#### [WHAT THIS TASK INVOLVES]
Your answer should hold only the lines from the start of the data below through the line with "Target: rear windshield", copied exactly, with pictures left out.

[RECORDS SHOWN — start]

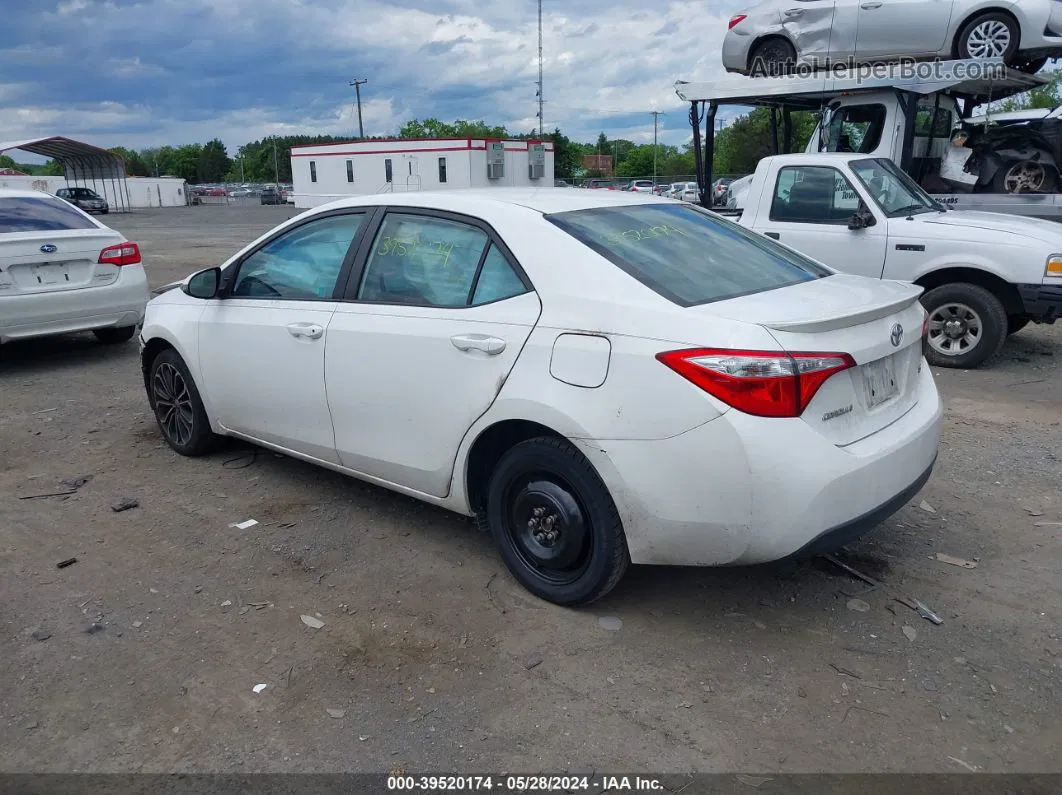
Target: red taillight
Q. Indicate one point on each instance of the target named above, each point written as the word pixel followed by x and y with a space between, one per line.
pixel 120 254
pixel 758 382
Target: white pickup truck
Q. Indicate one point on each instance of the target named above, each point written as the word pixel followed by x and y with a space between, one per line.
pixel 985 275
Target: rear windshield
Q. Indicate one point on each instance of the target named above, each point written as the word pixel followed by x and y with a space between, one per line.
pixel 31 213
pixel 685 254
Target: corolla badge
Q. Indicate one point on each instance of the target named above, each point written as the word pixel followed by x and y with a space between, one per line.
pixel 896 335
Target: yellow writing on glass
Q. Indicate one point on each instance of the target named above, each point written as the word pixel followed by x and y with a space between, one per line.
pixel 649 232
pixel 400 247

[RECORDS SHOWN — finish]

#### [THE COMPLETED TASK]
Target: red taillight
Q. Indicate one point on each instance of the target named above, each point written as the word pixel followed by x and y with a space between, one per line.
pixel 120 254
pixel 758 382
Target: white pickup truck
Q. Indicate one point on each instance of the target named above, each point written as the word pixel followed by x and y with a space between, one per line.
pixel 985 275
Target: rear windshield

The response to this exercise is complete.